Отрывок —
........
Птиц выпусти, сама-ж, как обезьяна в басне,
Сядь в виде опыта в корзину, сбросься с нею
И голову себе сломи!..
- А ты знаешь, мать, что я еду в Англию?
- О, как могла я забыть, что это решено...
Ничего, ничего, поедем... Игра все же не кончилась, а в этом и есть главное... наслажденье
Свесть хитрость с хитростью в упор в одно
мгновенье.
Ну, а теперь займемся и этой падалью...
Покойной ночи, мать! - И, в рассеянности или боясь остаться один со своими злыми снами, Гамлет четыре раза под конец сцены желает матери покойной ночи.
Волшебная сцена! Я не назову ее ни жестокой, ни страшной, ни тяжелой, ни даже сильной, потому что, созданная солнцем мысли, она похожа на то, что изображает, не более, чем безвредная тень на остервенелую палку.
Гамлет - артист и художник не только в отдельных сценах. Эстетизм лежит в основе его натуры и определяет даже его трагическую историю.
Гамлет смотрит на жизнь сквозь призму своей мечты о прекрасном. Отец осуществил для него идеал красоты.
Смотри, как этот лик прекрасен:
Гипериона кудри {14}; Зевсово чело;
Взгляд Марса, созданный повелевать; осанка
Гермеса, вестника богов, когда с небес
Слетает он к заоблачным вершинам.
Все в этом облике совмещено; на нем
Оставил каждый бог печать свою, чтоб миру
Дать человека лучший образец.
{Строки по переводу К. Р.}
Зло для Гамлета прежде всего не в том, что заставляет нас страдать, что оскорбляет или позорит, а в отвратительном, грязно-сальном и скотском. Главный аргумент Гамлета против матери есть красота его отца. Именно эта красота давала ему право на счастье, власть, поклонение и любовь... Его убийца, может быть, не столько оскорбил христианского бога правды, сколько помрачил эллинских богов красоты. Идеал красоты отлился для Гамлета в своеобразную форму благородства...
Это - царственный идеал... Его эмблема - кудрявый и румяный феодал, который в сентябрьский полдень засыпает в своем саду на низком дерновом ложе, куда, кружась, падает и золотисто-узорный лист дуба, и лепестки поздней розы, и где он, улыбаясь, подставит доверчивое ухо и шепоту ядовитой белены.
Для Гамлета даже проклятый вопрос быть или не быть есть в существе своем лишь вопрос эстетической расценки. Кто знает, а если те злые сны, заметьте, не серный огонь призрака, а злые сны, т.е. нечто созерцательное и лишь красочно-мучительное, - те сны, говорю я, так принизят мой ум, который там может ведь потерять и свою огненную силу, - что самая возмутительная действительность, на которую теперь еще ум мой реагирует, должна быть им предпочтена? Офелия мучит Гамлета, потому что в глазах его неотступно стоит тень той сальной постели, где тощий Клавдий целует его старую мать. Непосредственное обаяние Офелии Гамлет хотел бы свести к... ужасу, и чтобы он один, безумный зритель, мог созерцать из своей потаенной ложи, как в полутемной палате полоумный пасынок короля в компании убийц и мазуриков, шутов, сводней и нищих лицедеев устроил себе кресло из точеных ног фрейлины, которая, пожалуй, и сама не прочь видеть его так близко от своего белого платья.
........
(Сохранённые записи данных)
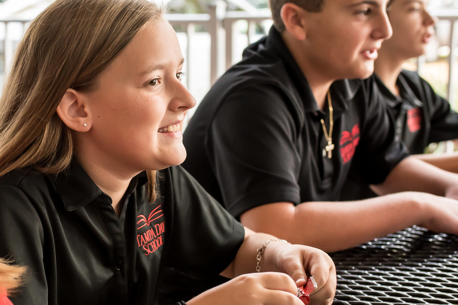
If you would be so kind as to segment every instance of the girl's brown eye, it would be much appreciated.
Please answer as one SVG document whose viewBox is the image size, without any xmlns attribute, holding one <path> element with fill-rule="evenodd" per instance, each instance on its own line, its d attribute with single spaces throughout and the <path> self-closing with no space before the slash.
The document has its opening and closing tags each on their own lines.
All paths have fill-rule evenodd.
<svg viewBox="0 0 458 305">
<path fill-rule="evenodd" d="M 158 81 L 159 80 L 158 78 L 155 78 L 154 79 L 151 80 L 148 82 L 148 86 L 155 86 L 158 84 Z"/>
</svg>

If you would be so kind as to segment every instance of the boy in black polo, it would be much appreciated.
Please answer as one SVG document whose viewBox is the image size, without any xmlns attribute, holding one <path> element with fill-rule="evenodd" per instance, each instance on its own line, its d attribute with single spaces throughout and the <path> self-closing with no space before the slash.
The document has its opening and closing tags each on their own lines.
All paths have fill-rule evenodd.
........
Изучите материал —
1 - Перепишите из отрывка о Гамлете текст от слов «Покойной ночи, мать!» до слов «его трагическую историю.» включительно.
2 - Переведите на английский предложение из отрывка о Гамлете: «Гамлет смотрит на жизнь сквозь призму своей мечты о прекрасном».
3 - Напишите продолжение отрывка о Гамлете, начиная сразу после его последнего предложения.
Записи — это отдельный материал, с отрывком они не связаны.

Ваши ответы —
1 -
Покойной ночи, мать! - И, в рассеянности или боясь остаться один со своими злыми снами, Гамлет четыре раза под конец сцены желает матери покойной ночи.
Волшебная сцена! Я не назову ее ни жестокой, ни страшной, ни тяжелой, ни даже сильной, потому что, созданная солнцем мысли, она похожа на то, что изображает, не более, чем безвредная тень на остервенелую палку.
Гамлет - артист и художник не только в отдельных сценах. Эстетизм лежит в основе его натуры и определяет даже его трагическую историю.

2 - Hamlet looks at life through the prism of his dream of the beautiful.

3 -
Офелия погибла для Гамлета не оттого, что она безвольная дочь старого шута, не оттого даже, что она живность, которую тот хотел бы продать подороже, а оттого, что брак вообще не может быть прекрасен и что благородная красота девушки должна умирать одинокая, под черным вуалем и при тающем воске церковной свечи.
Гамлет завистлив и обидчив, и тоже как художник.
Завистлив Гамлет? Этот свободный ум, который даже слов призрака не может вспомнить, так как не от него зависит превратить их в импульс, единственный определитель его действий? Да и как же может завидовать он, столь не соизмеримый со всем, что не он?..
Видите ли: зависть художника не совсем то, что наша...
Для художника это - болезненное сознание своей ограниченности и желание делать творческую жизнь свою как можно полнее. Истинный художник и завистлив и жаден... я слышу возражение - пушкинский Моцарт. - Да! Но ведь Гамлет не Сальери. Моцарта же Пушкин, как известно, изменил: его короткая жизнь была отнюдь не жизнью праздного гуляки, а сплошным творческим горением. Труд его был громаден, не результат труда, а именно труд.
Но зависть Гамлета может быть рассматриваема как одна из условностей его индивидуализации...
Хитрый Амблетто легенды, наперсник дальновидной судьбы, обратился в меланхоличного субъекта, толстого, бледного и потливого, который до тридцати лет упражнялся в философии по виттенбергским пивным, а потом попробовал в Эльсиноре выпустить феодальные когти.